------ DATA RECORDS ------

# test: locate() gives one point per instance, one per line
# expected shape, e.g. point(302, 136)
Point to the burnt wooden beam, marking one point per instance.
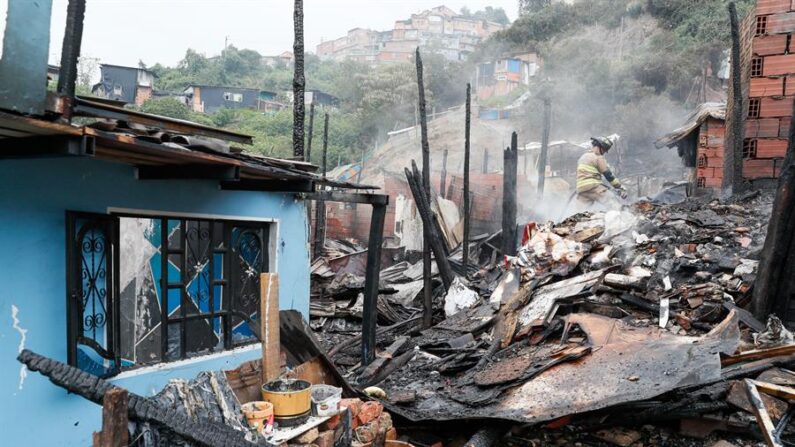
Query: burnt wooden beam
point(199, 430)
point(194, 171)
point(299, 81)
point(70, 53)
point(114, 419)
point(468, 121)
point(310, 133)
point(775, 280)
point(268, 185)
point(320, 206)
point(443, 181)
point(427, 298)
point(371, 280)
point(47, 146)
point(733, 153)
point(436, 244)
point(542, 159)
point(509, 198)
point(345, 197)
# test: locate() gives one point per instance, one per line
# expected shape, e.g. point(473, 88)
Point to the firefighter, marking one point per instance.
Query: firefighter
point(591, 167)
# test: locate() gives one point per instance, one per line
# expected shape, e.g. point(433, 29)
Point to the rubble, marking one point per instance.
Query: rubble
point(636, 313)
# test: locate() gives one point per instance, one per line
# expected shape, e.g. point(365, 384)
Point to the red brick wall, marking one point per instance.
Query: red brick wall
point(774, 88)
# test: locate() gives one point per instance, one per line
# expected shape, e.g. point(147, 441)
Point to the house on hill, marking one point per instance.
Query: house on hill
point(212, 98)
point(130, 85)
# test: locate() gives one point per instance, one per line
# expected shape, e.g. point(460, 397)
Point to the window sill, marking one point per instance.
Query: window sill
point(163, 367)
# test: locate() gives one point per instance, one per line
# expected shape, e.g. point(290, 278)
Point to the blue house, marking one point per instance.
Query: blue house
point(133, 246)
point(133, 254)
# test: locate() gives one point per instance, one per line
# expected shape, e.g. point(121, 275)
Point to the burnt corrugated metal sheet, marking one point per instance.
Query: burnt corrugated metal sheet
point(782, 23)
point(772, 6)
point(770, 45)
point(26, 48)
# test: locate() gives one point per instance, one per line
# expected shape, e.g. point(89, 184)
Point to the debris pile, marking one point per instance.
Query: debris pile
point(603, 320)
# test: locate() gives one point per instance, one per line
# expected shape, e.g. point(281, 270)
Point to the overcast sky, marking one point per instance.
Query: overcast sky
point(125, 31)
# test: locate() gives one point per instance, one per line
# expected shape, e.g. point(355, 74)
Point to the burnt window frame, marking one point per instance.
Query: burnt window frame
point(754, 107)
point(757, 66)
point(750, 148)
point(230, 309)
point(760, 28)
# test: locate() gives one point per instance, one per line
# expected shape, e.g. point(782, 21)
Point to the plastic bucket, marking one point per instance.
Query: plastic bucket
point(291, 400)
point(326, 400)
point(259, 414)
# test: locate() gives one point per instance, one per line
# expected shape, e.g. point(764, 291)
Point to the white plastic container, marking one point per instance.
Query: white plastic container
point(326, 400)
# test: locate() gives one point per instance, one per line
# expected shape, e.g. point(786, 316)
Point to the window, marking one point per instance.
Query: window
point(761, 25)
point(756, 66)
point(234, 97)
point(754, 105)
point(749, 148)
point(147, 290)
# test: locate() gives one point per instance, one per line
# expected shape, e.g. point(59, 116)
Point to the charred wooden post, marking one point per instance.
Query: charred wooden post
point(510, 162)
point(443, 182)
point(299, 81)
point(427, 301)
point(320, 207)
point(114, 419)
point(465, 255)
point(429, 225)
point(775, 281)
point(733, 153)
point(542, 159)
point(70, 53)
point(310, 132)
point(371, 279)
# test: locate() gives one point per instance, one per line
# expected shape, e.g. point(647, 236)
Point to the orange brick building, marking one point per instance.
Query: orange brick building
point(767, 62)
point(767, 75)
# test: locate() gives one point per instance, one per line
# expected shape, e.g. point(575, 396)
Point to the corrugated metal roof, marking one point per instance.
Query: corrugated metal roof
point(715, 110)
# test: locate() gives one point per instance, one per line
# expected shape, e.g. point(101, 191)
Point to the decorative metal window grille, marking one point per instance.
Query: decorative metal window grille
point(761, 25)
point(180, 288)
point(756, 66)
point(754, 106)
point(749, 148)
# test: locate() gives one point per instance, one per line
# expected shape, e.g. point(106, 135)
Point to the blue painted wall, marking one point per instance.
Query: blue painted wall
point(34, 195)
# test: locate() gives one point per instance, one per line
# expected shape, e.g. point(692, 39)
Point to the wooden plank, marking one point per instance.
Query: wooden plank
point(114, 418)
point(269, 326)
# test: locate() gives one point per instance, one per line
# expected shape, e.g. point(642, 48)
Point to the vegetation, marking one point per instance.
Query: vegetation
point(624, 66)
point(373, 101)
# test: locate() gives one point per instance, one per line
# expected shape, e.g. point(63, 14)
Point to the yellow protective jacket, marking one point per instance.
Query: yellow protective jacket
point(590, 169)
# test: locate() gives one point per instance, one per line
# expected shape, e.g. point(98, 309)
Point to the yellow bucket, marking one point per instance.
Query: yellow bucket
point(291, 399)
point(258, 414)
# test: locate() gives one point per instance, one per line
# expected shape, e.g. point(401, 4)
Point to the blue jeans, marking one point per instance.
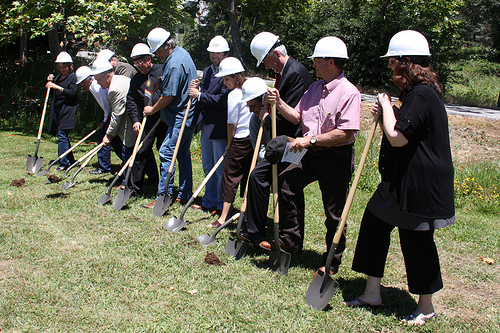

------

ASSIGNMENT
Line by line, write out the data above exactly, without the pictures.

OUTPUT BELOW
# test: locate() gives one point per instance, one per line
# expected shape, e.g. point(302, 136)
Point to the burnt wooden beam, marking one point per instance.
Query: burnt wooden beam
point(199, 430)
point(194, 171)
point(299, 81)
point(70, 53)
point(114, 419)
point(468, 121)
point(310, 133)
point(775, 280)
point(268, 185)
point(320, 206)
point(443, 181)
point(427, 298)
point(371, 280)
point(47, 146)
point(733, 153)
point(436, 244)
point(542, 159)
point(509, 198)
point(345, 197)
# test: locate() gives one point per instance, one per line
# expected shape, e.g. point(473, 88)
Point to the firefighter, marking one point per instance.
Query: firefighter
point(591, 167)
# test: locate() gives one point per instance, one per line
# expected shape, e.g. point(433, 29)
Point to the rubble, marking one point per instance.
Query: rubble
point(636, 313)
# test: locate() gives one point per instance, one per line
# expected shape, e.g. point(365, 384)
Point to the red brick wall, marking one point per instance.
Query: red brick wall
point(774, 88)
# test: locate() gives one point per instance, one per line
# expected shape, e.g. point(147, 441)
Point to the house on hill, marking one point per instance.
Query: house on hill
point(212, 98)
point(130, 85)
# test: locate() gives one point per instance, one per line
# expected shape, e.g. point(460, 397)
Point to the window sill, marking one point per instance.
Query: window sill
point(163, 367)
# test: locate() gives one point per instance, one per line
# expected shape, e.g. point(290, 278)
Point to the blue house, marking one point per instance.
Query: blue house
point(133, 246)
point(133, 254)
# test: locate() gives one point per instance, one per line
# expected shape, e.g. point(121, 275)
Point to the burnt corrugated metal sheet, marking one point per instance.
Query: burnt corrugated metal sheet
point(782, 23)
point(772, 6)
point(770, 45)
point(26, 48)
# test: locate() gives one point per instance, one per line
# expected shape, e.g. point(89, 184)
Point to the debris pile, marking one point per instance.
Query: debris pile
point(603, 320)
# test: locate() gives one point per instance, one per line
# expected shape, e.g. point(281, 270)
Point to the overcast sky, marking one point per instance.
Query: overcast sky
point(125, 31)
# test: locate() gives one point per instance, one per line
# expected shape, e.g. point(355, 74)
Point to the burnt window frame, marking one point per instance.
Query: burnt window frame
point(754, 107)
point(757, 66)
point(750, 148)
point(230, 309)
point(760, 28)
# test: locate() gives one point per instance, one per line
# expected shape, e.g. point(782, 21)
Point to the plastic bucket, marking one point per instance.
Query: plastic bucket
point(291, 400)
point(326, 400)
point(259, 414)
# test: locate() gives one point per instance, one per line
# expected shape, e.g. point(764, 291)
Point to the white plastic container, marking one point per instance.
Query: white plastic container
point(326, 400)
# test: locate() gives one point per instance, one per line
# expected shape, e.g. point(786, 316)
Point to the window, marking one point per instance.
Query: window
point(761, 25)
point(756, 66)
point(234, 97)
point(754, 105)
point(749, 148)
point(147, 290)
# test: locate() gives one point per instance, one per line
# expected shape, e.g. point(59, 116)
Point to the charred wooden post, marking one point per instance.
Query: charred wooden post
point(510, 162)
point(443, 182)
point(299, 81)
point(427, 301)
point(320, 207)
point(114, 419)
point(465, 255)
point(429, 225)
point(775, 281)
point(733, 153)
point(542, 159)
point(70, 53)
point(310, 132)
point(371, 279)
# test: locate() gives one point per instance, one per line
# expected shape, e.g. point(647, 236)
Point to the orange brick building, marking one point per instance.
Query: orange brick building
point(767, 62)
point(767, 75)
# test: locate() gives one point per instance, one per line
# expected shape, e.g. point(575, 396)
Point to the corrugated metal roof, marking one point per instance.
Query: corrugated metal roof
point(715, 110)
# test: locate() gives one point per instance, one per line
# expected shape, e.g. point(101, 191)
Point to the decorative metal window grille, marking one point per instance.
Query: decorative metal window grille
point(761, 25)
point(180, 288)
point(756, 66)
point(754, 106)
point(749, 148)
# test: locate() gives one point per instance, one per line
# expected shape, e.g. point(106, 135)
Point to the blue painted wall, marking one point per instance.
Query: blue painted wall
point(34, 195)
# test: locate() gives one point per instance, one per line
# expected shape, e.g. point(692, 39)
Point to the wooden plank, marking one point per instance.
Query: wooden plank
point(114, 418)
point(269, 326)
# test: locate() gives one point per instance, one per line
# expected shape, e.g. point(642, 48)
Point to the vegetation, marking one point per instance.
Query: vegetation
point(624, 66)
point(373, 101)
# test: locate() gives one point per instance, one per line
# expected shape, e.g. point(63, 14)
Point to the yellow protective jacket, marking one point per instance.
Query: yellow protective jacket
point(590, 169)
# test: locate() gives one point per instance, one per line
# expected shape, e.g. point(98, 309)
Point to the yellow bucket, marking one point per instance.
Query: yellow bucket
point(291, 399)
point(258, 414)
# test: locate() gives one point per instance, one per line
# expected shape, e.g. point(401, 4)
Point to the blue jeans, marking one point per instance.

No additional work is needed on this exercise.